== Available data

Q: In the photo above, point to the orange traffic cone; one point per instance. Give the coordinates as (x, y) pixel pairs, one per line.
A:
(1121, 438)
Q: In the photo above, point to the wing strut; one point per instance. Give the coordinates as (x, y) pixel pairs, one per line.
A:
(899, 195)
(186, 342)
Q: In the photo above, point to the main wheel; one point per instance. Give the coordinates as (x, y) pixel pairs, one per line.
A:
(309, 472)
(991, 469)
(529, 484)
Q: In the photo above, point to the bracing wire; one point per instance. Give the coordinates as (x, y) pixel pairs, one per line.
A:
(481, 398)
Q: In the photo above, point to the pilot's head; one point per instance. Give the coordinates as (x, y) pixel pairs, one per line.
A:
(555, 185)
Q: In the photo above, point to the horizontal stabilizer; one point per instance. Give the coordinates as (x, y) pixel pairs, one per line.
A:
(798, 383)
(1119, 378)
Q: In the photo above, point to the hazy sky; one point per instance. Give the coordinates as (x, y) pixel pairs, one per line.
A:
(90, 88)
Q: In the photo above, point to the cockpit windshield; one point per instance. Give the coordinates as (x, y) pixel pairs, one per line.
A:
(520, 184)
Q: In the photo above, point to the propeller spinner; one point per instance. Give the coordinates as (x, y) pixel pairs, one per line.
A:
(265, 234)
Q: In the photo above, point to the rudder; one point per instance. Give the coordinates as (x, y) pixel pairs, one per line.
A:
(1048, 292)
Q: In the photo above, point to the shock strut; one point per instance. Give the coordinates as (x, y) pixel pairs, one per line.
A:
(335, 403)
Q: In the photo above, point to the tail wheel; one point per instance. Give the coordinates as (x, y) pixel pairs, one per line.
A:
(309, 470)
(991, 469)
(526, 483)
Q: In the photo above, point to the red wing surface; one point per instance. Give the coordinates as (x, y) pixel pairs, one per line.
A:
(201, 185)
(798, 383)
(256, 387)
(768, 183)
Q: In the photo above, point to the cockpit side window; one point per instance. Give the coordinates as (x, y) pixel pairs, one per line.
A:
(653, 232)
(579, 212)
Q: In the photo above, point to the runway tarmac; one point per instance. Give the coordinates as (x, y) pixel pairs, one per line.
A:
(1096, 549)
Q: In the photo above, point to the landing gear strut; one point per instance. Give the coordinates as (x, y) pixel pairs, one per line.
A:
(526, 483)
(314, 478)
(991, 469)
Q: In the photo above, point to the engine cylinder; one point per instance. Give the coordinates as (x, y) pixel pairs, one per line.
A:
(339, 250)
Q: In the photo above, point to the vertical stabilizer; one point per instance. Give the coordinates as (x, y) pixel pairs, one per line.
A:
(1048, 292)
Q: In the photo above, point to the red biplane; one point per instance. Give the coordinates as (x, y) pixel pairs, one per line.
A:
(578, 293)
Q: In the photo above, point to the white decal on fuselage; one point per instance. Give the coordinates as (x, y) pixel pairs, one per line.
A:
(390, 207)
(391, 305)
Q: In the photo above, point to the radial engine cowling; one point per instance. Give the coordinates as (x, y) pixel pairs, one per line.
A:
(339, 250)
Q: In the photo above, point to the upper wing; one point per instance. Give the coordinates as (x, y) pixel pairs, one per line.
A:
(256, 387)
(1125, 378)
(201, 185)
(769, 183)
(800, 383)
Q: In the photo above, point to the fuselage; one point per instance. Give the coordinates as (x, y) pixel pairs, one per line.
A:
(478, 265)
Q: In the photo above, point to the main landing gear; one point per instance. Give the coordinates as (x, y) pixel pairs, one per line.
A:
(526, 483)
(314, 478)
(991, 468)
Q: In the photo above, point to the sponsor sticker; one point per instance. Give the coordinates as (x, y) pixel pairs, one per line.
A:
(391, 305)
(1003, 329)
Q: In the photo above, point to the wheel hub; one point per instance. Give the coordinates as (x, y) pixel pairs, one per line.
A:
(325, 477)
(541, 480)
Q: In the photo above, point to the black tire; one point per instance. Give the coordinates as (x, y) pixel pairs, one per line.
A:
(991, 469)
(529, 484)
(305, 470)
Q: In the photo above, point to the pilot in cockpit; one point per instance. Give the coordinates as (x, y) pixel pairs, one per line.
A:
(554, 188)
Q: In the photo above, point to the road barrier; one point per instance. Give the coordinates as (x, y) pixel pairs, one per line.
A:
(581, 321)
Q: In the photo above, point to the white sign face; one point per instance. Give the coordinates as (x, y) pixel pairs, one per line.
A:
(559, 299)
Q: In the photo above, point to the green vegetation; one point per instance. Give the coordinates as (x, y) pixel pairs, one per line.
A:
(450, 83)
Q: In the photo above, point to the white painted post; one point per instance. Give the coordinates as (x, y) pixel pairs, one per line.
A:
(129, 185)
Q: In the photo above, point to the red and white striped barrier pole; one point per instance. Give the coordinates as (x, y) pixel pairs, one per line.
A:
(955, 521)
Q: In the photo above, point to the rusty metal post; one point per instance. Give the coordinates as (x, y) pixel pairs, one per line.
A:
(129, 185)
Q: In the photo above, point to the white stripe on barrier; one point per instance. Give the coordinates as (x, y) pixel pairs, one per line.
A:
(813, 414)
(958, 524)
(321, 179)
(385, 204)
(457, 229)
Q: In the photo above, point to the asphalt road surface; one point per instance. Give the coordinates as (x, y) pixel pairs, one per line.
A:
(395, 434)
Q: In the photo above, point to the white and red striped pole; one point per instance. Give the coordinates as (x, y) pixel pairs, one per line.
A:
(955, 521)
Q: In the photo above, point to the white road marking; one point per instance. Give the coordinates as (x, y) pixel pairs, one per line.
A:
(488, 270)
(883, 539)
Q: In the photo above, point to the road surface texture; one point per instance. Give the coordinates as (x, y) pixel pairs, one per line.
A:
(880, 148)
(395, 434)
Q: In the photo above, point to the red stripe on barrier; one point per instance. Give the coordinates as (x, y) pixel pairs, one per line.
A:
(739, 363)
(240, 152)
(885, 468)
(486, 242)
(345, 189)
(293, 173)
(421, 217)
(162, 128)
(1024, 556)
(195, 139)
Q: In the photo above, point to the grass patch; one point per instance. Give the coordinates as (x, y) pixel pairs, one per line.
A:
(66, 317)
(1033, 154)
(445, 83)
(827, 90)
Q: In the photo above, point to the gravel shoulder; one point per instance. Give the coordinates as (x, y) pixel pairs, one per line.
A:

====

Goal of the exercise:
Transcribe every entry word for word.

Expected answer:
Q: In the photo above, point to the orange traffic cone; one point per instance. Give the coordinates as (x, y) pixel pairs, one per line.
A:
(1121, 438)
Q: In the photo above, point to the wing strut; one point per instance. Give the coordinates as (x, y) pixel pairs, one per line.
A:
(899, 195)
(186, 342)
Q: In the photo above, point to the main wheel; one point per instance. Give the coordinates as (x, y) pixel pairs, one per line.
A:
(309, 472)
(991, 469)
(529, 484)
Q: In the photo above, point to the bracing wire; one point per instance. Give the coordinates as (x, y) pixel pairs, one per line.
A:
(481, 398)
Q: In the photo above, point to the pilot's head; one point per instance. Give the coordinates as (x, y) pixel pairs, one per line.
A:
(555, 185)
Q: In the photo above, point to the horizontal stabilizer; one point per instance. Give the coordinates as (x, y) pixel pairs, one per line.
A:
(798, 383)
(1119, 378)
Q: In the photo above, point to the hazy sky; one point per instance. Give the coordinates as (x, y) pixel pairs, one per line.
A:
(90, 88)
Q: In the photo above, point to the cockpit windshield; one point per instance. Give the coordinates as (x, y) pixel pairs, one per line.
A:
(520, 184)
Q: In the photo above, point to the propeller spinner; one point per instance. Give the coordinates as (x, y) pixel pairs, one per line.
A:
(265, 234)
Q: In the photo above, point to the rudder; one point per instance. Give the coordinates as (x, y) pixel pairs, one per line.
A:
(1048, 292)
Q: In the photo above, point to the shock strut; one point per instance. Give the coordinates as (x, y) pixel pairs, one per line.
A:
(335, 403)
Q: In the photo above, point to the tail wheel; one point per instance. Give the coordinates as (x, y) pixel pairs, one per line.
A:
(309, 470)
(991, 469)
(526, 483)
Q: In the photo above, point to the red wing surface; one point per instance. Give the coordinates as (x, y) pixel pairs, one per line.
A:
(201, 185)
(798, 383)
(256, 387)
(768, 183)
Q: In the photo above, point to the cockpit side window; one point per instance. Give the coordinates as (x, y) pixel pairs, one per line.
A:
(653, 232)
(579, 212)
Q: In the photo above, point to the runway tarmac; one point per instance. Give the coordinates as (x, y) pixel pairs, one per line.
A:
(1096, 549)
Q: In the photo above, point to the landing gear strut; one point per instance. Give the coordinates as (x, y) pixel pairs, one per line.
A:
(526, 483)
(314, 478)
(991, 469)
Q: In the photo above, point to the engine cylinder; one point per instance. Give the coordinates as (x, y) pixel pairs, one per line.
A:
(339, 250)
Q: In the photo above, point to the vertical stabilizer; one point per instance. Give the coordinates as (x, y) pixel pairs, one per line.
A:
(1048, 292)
Q: In the photo above, point to the red biplane; one point per instance. Give the coordinates as (x, y) pixel pairs, one per line.
A:
(578, 293)
Q: In the photo above, point to the white decal on fuselage; one point per instance. Give the coordinates as (x, y) pixel pairs, one per line.
A:
(390, 207)
(391, 305)
Q: In the photo above, point to the radial engine cowling; one point per instance. Give the coordinates as (x, y) pixel pairs, one per line.
A:
(339, 250)
Q: In the photo above, point to the upper wing; one point per instance. Give the coordinates as (x, y) pixel pairs, one per line.
A:
(256, 387)
(1125, 378)
(201, 185)
(769, 183)
(800, 383)
Q: In the photo above, point to the fuselage; one point per instance. Give the coordinates as (x, y) pixel pairs, one per line.
A:
(478, 265)
Q: In the photo above, point to the main landing gear; one point per instance. Give the coordinates as (x, y) pixel pairs, one per line.
A:
(526, 483)
(314, 478)
(991, 468)
Q: In the photo above, point to the sponsor sticker; one point per instance. Give the coordinates as (x, y) pixel pairs, one per line.
A:
(391, 305)
(1003, 329)
Q: In the photo above, point to the wheel hub; one point per instance. Give the coordinates as (x, y) pixel pairs, one per line.
A:
(325, 477)
(541, 480)
Q: In the photo above, point to the black tire; one point per instance. Give the coordinates as (x, y) pixel pairs, one per line.
A:
(991, 469)
(529, 484)
(305, 470)
Q: In the photo above, point to the pilot in cockpit; one point per instance. Give the coordinates as (x, y) pixel pairs, one per line.
A:
(554, 188)
Q: In the photo above, point to the road barrier; one point per instance. Give the coordinates as (x, y) pixel pairs, one per line.
A:
(581, 321)
Q: In the photo above, point to the white sign face; one point per instance. Give the coordinates as (x, y) pixel pairs, one per line.
A:
(559, 299)
Q: In the photo above, point to the green vegetation; one point per instance. Give the coordinates as (x, y) pixel pairs, one per line.
A:
(450, 83)
Q: In the photo above, point to the white painted post; one point per instance. Give the coordinates as (x, y) pixel pairs, one per line.
A:
(129, 185)
Q: In the photo above, point to the red and white striped barrier pole; one point per instance. Give the coordinates as (x, y) pixel pairs, one per line.
A:
(955, 521)
Q: In the photo above, point to the rusty metal post; one point per instance. Give the coordinates as (x, y) pixel pairs, one per line.
A:
(129, 185)
Q: In the photo above, point to the white stripe on barrier; one point per instance. Give the coordinates as (x, y) pixel pairs, one per line.
A:
(813, 414)
(958, 524)
(321, 179)
(385, 204)
(457, 229)
Q: In the photo above, point to the asphalt road surface; one point per instance. Give the coordinates as (x, y) pixel pairs, one per line.
A:
(395, 434)
Q: In the photo above, point to the white and red striped pole; one point per instance. Give the coordinates as (x, y) pixel pairs, one per line.
A:
(955, 521)
Q: In the photo above, point to the white road marking; one point per instance. Give the coordinates as (x, y) pixel pairs, one per line.
A:
(488, 270)
(883, 539)
Q: In the photo above, point to the road surface texture; one point per instance. Give the coordinates as (x, y) pixel pairs, one per line.
A:
(880, 148)
(395, 434)
Q: In the photo above, point to the red stripe on barrier; one point per instance. Give the coordinates as (x, y) pixel pairs, one per line.
A:
(739, 363)
(240, 152)
(885, 468)
(486, 242)
(345, 189)
(293, 173)
(421, 217)
(162, 128)
(1024, 556)
(195, 139)
Q: In the photo above, point to the grass patch; one point per instance. Give the coordinates as (x, y) pixel pairs, one per line.
A:
(66, 317)
(1033, 154)
(445, 83)
(827, 90)
Q: In the photo above, point to the gravel shoulder; one point per instance. Give the coordinates as (x, y) pixel pairs, one per line.
A:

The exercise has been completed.